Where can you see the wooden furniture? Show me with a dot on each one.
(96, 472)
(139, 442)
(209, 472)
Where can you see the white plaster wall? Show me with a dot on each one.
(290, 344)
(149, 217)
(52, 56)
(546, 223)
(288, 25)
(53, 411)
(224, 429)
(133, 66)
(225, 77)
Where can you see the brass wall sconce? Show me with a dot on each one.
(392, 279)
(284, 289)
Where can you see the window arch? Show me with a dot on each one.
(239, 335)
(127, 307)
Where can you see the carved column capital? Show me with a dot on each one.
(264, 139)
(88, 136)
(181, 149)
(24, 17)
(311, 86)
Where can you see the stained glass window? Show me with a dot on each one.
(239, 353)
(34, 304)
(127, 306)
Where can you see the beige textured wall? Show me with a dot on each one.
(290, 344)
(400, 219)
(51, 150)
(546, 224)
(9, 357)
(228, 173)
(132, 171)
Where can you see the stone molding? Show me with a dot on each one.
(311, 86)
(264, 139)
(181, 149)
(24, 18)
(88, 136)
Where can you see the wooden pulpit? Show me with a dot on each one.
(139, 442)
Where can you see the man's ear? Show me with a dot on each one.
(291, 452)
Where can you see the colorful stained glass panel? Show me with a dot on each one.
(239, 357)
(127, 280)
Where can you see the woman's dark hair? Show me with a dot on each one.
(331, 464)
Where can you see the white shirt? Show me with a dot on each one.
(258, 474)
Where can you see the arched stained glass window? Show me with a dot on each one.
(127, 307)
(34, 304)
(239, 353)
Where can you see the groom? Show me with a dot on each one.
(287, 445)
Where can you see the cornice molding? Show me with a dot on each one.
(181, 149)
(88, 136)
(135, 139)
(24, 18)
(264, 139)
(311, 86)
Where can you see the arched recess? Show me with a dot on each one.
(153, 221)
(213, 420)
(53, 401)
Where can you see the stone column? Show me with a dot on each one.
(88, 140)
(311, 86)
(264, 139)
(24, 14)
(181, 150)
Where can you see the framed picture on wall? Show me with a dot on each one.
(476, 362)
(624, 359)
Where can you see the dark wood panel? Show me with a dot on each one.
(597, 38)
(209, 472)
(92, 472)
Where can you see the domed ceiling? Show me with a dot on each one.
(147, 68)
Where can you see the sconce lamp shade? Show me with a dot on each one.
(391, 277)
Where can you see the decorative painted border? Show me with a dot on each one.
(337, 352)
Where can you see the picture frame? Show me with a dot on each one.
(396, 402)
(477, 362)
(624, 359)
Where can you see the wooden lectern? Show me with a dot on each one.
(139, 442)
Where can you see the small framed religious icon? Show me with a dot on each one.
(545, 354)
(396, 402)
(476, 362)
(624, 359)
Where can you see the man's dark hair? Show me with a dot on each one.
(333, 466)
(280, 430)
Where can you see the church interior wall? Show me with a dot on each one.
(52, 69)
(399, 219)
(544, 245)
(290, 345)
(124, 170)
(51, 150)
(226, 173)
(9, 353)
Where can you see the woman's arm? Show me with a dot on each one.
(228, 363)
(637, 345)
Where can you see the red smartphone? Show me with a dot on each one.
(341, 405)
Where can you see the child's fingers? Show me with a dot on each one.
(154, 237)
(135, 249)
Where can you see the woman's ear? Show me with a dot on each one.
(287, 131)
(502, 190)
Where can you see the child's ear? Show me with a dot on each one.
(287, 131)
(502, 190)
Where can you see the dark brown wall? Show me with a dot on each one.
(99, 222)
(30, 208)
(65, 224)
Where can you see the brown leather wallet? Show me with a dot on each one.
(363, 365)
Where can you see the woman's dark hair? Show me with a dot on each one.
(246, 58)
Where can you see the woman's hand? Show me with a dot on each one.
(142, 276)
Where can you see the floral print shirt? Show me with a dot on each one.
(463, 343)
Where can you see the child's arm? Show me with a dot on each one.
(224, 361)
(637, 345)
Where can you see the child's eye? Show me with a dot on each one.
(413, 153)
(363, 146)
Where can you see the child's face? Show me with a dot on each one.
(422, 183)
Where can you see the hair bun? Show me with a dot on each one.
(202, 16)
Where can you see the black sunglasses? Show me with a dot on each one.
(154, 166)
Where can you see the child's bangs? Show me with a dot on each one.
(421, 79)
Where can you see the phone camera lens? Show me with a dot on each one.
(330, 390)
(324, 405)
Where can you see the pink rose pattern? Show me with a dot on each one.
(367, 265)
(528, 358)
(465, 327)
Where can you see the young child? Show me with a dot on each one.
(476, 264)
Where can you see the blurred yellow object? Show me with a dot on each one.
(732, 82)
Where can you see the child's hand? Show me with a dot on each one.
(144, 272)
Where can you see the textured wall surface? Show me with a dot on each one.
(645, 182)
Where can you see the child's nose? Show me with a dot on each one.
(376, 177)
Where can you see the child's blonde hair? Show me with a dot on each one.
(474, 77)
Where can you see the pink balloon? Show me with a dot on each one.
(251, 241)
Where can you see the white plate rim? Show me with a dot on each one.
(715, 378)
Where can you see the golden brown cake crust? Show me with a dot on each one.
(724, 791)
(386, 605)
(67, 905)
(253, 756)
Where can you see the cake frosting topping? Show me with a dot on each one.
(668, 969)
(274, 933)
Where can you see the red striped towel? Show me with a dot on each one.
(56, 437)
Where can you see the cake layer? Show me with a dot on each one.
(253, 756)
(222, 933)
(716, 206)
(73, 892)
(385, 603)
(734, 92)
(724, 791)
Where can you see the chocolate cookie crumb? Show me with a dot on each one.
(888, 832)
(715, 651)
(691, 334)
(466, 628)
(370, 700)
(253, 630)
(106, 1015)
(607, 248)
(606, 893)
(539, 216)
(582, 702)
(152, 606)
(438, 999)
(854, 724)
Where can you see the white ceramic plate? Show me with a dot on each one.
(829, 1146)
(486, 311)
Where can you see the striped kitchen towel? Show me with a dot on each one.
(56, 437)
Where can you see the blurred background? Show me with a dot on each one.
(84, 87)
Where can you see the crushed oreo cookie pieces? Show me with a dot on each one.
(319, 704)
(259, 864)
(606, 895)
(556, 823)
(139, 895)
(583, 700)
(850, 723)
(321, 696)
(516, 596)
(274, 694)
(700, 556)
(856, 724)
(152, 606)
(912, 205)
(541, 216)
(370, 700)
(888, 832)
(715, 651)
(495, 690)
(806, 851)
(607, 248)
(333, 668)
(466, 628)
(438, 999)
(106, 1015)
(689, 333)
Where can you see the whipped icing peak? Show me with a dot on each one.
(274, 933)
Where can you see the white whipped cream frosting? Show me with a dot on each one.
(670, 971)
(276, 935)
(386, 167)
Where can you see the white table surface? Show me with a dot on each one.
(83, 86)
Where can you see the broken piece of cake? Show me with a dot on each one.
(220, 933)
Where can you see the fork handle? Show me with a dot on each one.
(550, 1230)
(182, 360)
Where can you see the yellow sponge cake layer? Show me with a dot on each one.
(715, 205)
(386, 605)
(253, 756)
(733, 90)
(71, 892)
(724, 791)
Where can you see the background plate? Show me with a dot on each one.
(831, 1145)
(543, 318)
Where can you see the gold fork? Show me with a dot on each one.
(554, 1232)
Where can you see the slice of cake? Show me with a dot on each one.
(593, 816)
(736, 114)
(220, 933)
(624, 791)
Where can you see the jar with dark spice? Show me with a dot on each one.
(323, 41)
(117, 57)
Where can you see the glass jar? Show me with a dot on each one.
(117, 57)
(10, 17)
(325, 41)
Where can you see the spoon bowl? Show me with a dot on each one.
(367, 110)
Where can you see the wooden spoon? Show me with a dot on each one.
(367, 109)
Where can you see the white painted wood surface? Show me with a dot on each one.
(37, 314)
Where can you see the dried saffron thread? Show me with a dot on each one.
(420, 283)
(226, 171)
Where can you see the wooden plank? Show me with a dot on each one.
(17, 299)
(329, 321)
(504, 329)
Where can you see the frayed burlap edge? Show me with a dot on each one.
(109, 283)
-- -- --
▸ What you have to do
Write the listing out again, exactly as shown above.

▸ Written solution
Where can you see the wooden furniture? Show me with a dot on each one.
(96, 472)
(139, 442)
(209, 472)
Where can you see the white plaster wall? Show me with a dot on each one.
(290, 344)
(149, 217)
(52, 56)
(546, 223)
(288, 25)
(53, 411)
(224, 429)
(133, 66)
(225, 77)
Where can you see the brass wall sconce? Show me with a dot on each one.
(392, 279)
(284, 289)
Where can you see the window arch? Show me with a dot on each one.
(239, 335)
(127, 307)
Where can you see the carved column capital? Show me with a dot on each one.
(264, 139)
(88, 136)
(181, 149)
(24, 17)
(311, 86)
Where can you see the stained glass window? Show me with a dot on each one.
(239, 353)
(34, 304)
(127, 306)
Where can you see the beige textured wall? Show me with a dot on each one.
(290, 344)
(400, 219)
(51, 150)
(546, 224)
(9, 357)
(228, 173)
(132, 171)
Where can you see the stone molding? Show me with a dot on each one.
(311, 86)
(264, 139)
(181, 149)
(24, 18)
(88, 136)
Where can you see the wooden pulpit? Show me with a dot on each one.
(139, 442)
Where can you see the man's ear? Show me with a dot on each one.
(291, 452)
Where can you see the colorful stained glass panel? Show me with a dot on each one.
(239, 357)
(127, 280)
Where can you see the woman's dark hair? Show me with a dot on each one.
(331, 464)
Where can you see the white shirt? Show me with a dot on each one.
(258, 474)
Where can you see the arched stained glass window? Show me with a dot on each one.
(127, 307)
(34, 304)
(239, 353)
Where can you see the groom? Show me with a dot on each one.
(287, 445)
Where can you see the cornice molding? Show me with a dot on each one.
(181, 149)
(88, 136)
(135, 139)
(24, 18)
(264, 139)
(311, 86)
Where can you see the arched recess? Show me with a dot on each one.
(153, 221)
(213, 420)
(53, 401)
Where can you see the stone column? Show me with a dot on each one.
(88, 140)
(311, 86)
(264, 139)
(24, 14)
(181, 150)
Where can you see the framed picture on wall? Show me with a dot on each one.
(476, 362)
(624, 359)
Where can you see the dark wood panel? Show me with a dot on each one.
(597, 38)
(209, 472)
(92, 472)
Where can you see the domed ceiling? Show me with a dot on each one.
(147, 68)
Where can you see the sconce lamp shade? Show me with a dot on each one.
(391, 277)
Where can you see the decorative painted border? Show me with a dot on each one.
(337, 352)
Where can you see the picture frame? Show me with a dot on each one.
(396, 402)
(477, 362)
(624, 359)
Where can you see the wooden lectern? Show me with a dot on each one.
(139, 442)
Where can you see the small framed religious icon? Show me with a dot on each one.
(545, 354)
(396, 402)
(476, 362)
(624, 359)
Where can you see the man's dark hair? Show me with a dot on each one.
(333, 466)
(280, 430)
Where can you see the church interior wall? Show me with a dot on each one.
(52, 69)
(399, 219)
(544, 245)
(290, 345)
(124, 170)
(51, 150)
(226, 173)
(9, 353)
Where can you see the woman's arm? Show me with a dot on each one.
(228, 363)
(637, 345)
Where can you see the red smartphone? Show me with a dot on each one.
(341, 405)
Where can you see the child's fingers? Show me with a dot on each one.
(154, 237)
(135, 249)
Where can you see the woman's ear? Show me with a dot on each one.
(287, 131)
(502, 190)
Where can you see the child's ear? Show me with a dot on each one.
(287, 131)
(502, 190)
Where can you see the dark brown wall? Show me with a dot on each one.
(99, 222)
(30, 208)
(65, 224)
Where can you see the brown leather wallet? Show me with a dot on each one.
(363, 365)
Where can you see the woman's dark hair? Show me with a dot on each one.
(246, 58)
Where can you see the woman's hand? Show me with a dot on each one.
(142, 276)
Where can you see the floral print shirt? Show me with a dot on each one.
(463, 343)
Where can you see the child's arm? Show me with a dot on each one.
(224, 361)
(637, 345)
Where can you see the child's eye? Show me with a dot on each one.
(413, 153)
(363, 146)
Where can you see the child's face? Show me with a dot on each one.
(422, 183)
Where can you see the hair bun? Show me with a dot on each one.
(202, 16)
Where can you see the black sunglasses? Show me with a dot on each one.
(154, 166)
Where can you see the child's bangs? Show me with a dot on each one.
(421, 79)
Where can you see the phone camera lens? Show me with a dot on each one.
(330, 390)
(324, 405)
Where can you see the pink rose pattern? Show me with a dot on each one.
(367, 265)
(528, 358)
(465, 327)
Where can you see the young child? Show me with a dot on each one.
(476, 264)
Where can you see the blurred yellow object? Show me with a dot on each one.
(732, 82)
Where can you see the child's hand? Show me with a dot on each one.
(144, 272)
Where can you see the textured wall surface? Show me with a dot on each one.
(645, 182)
Where can you see the child's nose? Show me with a dot on each one.
(376, 177)
Where can you see the child's blonde hair? Show me with a dot on each one.
(474, 77)
Where can you see the pink balloon? Show me with a dot on each one.
(251, 241)
Where can you see the white plate rim? Show me with a dot on each one.
(715, 378)
Where can you see the golden brown cake crust? Show me with a dot on each one.
(724, 791)
(386, 605)
(67, 905)
(253, 756)
Where can you see the cake frosting topping? Show me with a dot on each one.
(668, 969)
(274, 933)
Where can you see the red striped towel? Show me with a dot on each one.
(56, 437)
Where can you see the cake layer? Show me with a dot on each one.
(253, 756)
(222, 933)
(716, 206)
(73, 892)
(385, 603)
(734, 92)
(724, 791)
Where can you see the chocolate cookie crumb? Show me with a dot on each one.
(888, 832)
(715, 651)
(691, 334)
(466, 628)
(370, 700)
(253, 630)
(106, 1015)
(607, 248)
(606, 893)
(539, 216)
(582, 702)
(152, 606)
(438, 999)
(854, 724)
Where can you see the white ceramic plate? Show me with a dot on each one.
(829, 1146)
(486, 311)
Where can you see the striped kitchen towel? Show me with a dot on each one.
(56, 437)
Where can you see the blurred background? Show me with a dot on each one.
(84, 87)
Where can you see the crushed oreo cookie pieces? Show me with a dot on each one.
(319, 704)
(259, 864)
(606, 895)
(556, 823)
(139, 895)
(583, 700)
(850, 723)
(321, 696)
(516, 596)
(274, 694)
(700, 556)
(856, 724)
(152, 606)
(912, 205)
(541, 216)
(370, 700)
(888, 832)
(715, 651)
(495, 690)
(806, 851)
(607, 248)
(333, 668)
(466, 628)
(438, 999)
(106, 1015)
(689, 333)
Where can you see the whipped icing peak? Show me with a dot on each one.
(274, 933)
Where can you see the white whipped cream frosting? Show me with a dot on each one.
(670, 971)
(276, 935)
(386, 167)
Where can you see the white table surface? Show me with a dot on each one.
(83, 86)
Where can you see the broken piece of cake? Show me with a dot on each one.
(220, 933)
Where can you see the fork handle? Show me with a dot on each one.
(550, 1230)
(182, 360)
Where can you see the yellow sponge cake layer? Show me with a dot on each one.
(715, 205)
(386, 605)
(253, 756)
(733, 90)
(71, 892)
(724, 791)
Where can you see the background plate? Show me with a dot on each one.
(831, 1145)
(543, 318)
Where can you see the gold fork? Show me with a dot on each one.
(554, 1232)
Where can you see the slice of cake? Show me with a dot on each one.
(593, 816)
(736, 114)
(220, 933)
(624, 791)
Where can you see the jar with dark spice? Show me with a dot on each one.
(323, 41)
(117, 57)
Where can you see the glass jar? Show me with a dot on each one.
(117, 57)
(10, 17)
(325, 41)
Where can you see the spoon bowl? Show me with a dot on each one.
(367, 110)
Where can you see the wooden spoon? Show me with a dot on each one.
(367, 109)
Where can you see the white painted wood surface? Show me with a dot on each one.
(37, 314)
Where can you see the dried saffron thread? Show me with a dot on each one.
(420, 283)
(226, 171)
Where can you see the wooden plank? Show me with a dot on each one.
(17, 299)
(329, 321)
(504, 329)
Where can you see the frayed burlap edge? Show me with a dot on each one.
(109, 283)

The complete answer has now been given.